[작업 내용]:
아래 항목에서 "[spot] the utility"라는 문구가 있는 줄부터 항목의 마지막 줄까지, 양 끝 줄을 모두 포함해 그대로 옮겨 적어 주시겠어요?
___ 연습용 항목
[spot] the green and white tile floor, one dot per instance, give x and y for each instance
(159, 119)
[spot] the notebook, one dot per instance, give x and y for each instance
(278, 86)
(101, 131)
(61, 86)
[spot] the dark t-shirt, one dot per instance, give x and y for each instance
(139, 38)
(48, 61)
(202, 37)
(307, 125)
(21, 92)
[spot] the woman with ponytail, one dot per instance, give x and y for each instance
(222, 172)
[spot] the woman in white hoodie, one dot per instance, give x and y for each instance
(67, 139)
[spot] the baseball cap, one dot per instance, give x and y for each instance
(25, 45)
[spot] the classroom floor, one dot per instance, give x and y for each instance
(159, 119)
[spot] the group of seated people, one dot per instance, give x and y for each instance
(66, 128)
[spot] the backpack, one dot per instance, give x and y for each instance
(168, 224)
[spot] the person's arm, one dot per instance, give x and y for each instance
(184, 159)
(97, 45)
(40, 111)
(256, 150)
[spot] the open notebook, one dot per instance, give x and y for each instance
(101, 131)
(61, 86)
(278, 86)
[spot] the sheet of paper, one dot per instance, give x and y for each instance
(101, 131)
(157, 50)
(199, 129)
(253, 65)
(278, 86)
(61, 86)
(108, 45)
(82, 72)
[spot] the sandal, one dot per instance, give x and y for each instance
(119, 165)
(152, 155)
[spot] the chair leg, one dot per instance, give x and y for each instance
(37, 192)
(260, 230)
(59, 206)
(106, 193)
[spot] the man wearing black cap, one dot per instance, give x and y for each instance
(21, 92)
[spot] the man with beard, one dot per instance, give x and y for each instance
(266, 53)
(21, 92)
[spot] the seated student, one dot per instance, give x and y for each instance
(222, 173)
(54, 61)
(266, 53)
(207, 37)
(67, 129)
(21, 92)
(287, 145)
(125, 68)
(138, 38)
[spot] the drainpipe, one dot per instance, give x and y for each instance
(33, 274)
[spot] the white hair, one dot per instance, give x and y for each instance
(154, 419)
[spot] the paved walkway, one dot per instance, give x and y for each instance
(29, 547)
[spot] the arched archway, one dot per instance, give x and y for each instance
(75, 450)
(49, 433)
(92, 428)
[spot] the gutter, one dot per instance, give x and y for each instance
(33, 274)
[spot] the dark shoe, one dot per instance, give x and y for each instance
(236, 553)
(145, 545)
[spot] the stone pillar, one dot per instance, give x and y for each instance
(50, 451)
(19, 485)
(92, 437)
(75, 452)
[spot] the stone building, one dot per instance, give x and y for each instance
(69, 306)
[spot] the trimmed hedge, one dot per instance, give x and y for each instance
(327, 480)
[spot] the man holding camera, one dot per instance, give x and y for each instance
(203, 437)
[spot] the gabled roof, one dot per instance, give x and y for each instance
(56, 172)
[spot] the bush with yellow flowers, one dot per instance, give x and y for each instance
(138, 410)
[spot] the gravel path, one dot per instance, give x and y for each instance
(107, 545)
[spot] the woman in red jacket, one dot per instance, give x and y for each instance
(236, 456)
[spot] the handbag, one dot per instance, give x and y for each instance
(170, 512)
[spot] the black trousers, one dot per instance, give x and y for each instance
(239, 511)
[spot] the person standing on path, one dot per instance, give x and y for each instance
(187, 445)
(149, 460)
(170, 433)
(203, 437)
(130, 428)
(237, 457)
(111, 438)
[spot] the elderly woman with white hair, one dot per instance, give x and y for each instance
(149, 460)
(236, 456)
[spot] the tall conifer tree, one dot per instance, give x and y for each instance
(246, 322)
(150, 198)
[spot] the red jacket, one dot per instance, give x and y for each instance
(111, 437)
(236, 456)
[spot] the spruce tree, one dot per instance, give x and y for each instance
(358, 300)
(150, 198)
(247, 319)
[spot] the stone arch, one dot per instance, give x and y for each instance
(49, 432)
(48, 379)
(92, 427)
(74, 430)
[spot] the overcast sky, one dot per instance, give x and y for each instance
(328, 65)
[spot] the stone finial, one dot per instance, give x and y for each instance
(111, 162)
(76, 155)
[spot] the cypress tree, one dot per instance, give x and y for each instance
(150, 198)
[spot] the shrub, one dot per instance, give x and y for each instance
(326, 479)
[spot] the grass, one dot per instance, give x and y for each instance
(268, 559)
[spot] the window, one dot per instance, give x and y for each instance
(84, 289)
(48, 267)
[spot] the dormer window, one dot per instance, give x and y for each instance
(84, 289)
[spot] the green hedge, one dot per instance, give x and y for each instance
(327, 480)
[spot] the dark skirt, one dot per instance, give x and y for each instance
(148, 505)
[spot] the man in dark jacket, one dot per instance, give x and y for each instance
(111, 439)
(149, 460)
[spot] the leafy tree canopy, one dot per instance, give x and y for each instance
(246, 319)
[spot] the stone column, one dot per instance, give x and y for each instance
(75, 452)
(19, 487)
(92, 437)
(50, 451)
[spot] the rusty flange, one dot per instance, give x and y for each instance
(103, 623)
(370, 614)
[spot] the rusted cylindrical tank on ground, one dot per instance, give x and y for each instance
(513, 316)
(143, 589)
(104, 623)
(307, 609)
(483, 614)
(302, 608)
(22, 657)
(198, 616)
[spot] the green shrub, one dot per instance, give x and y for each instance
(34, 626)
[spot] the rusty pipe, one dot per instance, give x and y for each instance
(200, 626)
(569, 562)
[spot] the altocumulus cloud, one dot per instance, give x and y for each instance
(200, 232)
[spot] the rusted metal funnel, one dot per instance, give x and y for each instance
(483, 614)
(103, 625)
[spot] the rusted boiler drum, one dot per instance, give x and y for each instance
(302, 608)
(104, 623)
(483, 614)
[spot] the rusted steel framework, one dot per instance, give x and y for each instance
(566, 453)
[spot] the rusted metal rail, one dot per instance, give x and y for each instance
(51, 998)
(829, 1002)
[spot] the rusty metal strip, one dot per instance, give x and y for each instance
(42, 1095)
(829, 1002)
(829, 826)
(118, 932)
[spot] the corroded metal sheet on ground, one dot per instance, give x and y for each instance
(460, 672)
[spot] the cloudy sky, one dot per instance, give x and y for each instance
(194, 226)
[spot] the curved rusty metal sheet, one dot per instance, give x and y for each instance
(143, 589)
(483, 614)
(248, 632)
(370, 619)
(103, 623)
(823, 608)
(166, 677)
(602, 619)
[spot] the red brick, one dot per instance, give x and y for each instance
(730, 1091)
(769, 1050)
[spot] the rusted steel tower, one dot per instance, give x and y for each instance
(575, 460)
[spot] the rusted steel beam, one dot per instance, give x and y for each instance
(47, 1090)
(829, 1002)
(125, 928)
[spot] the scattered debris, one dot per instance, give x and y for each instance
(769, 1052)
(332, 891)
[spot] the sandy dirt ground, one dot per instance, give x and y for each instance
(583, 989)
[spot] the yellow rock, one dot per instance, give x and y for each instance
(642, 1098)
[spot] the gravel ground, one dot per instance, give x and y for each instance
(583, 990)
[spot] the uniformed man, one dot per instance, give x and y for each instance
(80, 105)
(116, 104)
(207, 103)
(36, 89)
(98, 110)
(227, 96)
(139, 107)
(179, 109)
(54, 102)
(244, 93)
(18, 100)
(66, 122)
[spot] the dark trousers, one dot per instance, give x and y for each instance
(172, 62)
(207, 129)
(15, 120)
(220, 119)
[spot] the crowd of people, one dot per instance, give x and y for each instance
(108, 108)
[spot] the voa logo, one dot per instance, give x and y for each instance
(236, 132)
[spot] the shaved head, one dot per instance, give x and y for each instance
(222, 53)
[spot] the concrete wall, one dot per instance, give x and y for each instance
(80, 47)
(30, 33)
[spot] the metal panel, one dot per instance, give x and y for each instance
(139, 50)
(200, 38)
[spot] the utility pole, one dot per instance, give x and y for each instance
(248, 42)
______
[답변]:
[spot] the utility pole, one dot per instance, give x and y for each instance
(248, 42)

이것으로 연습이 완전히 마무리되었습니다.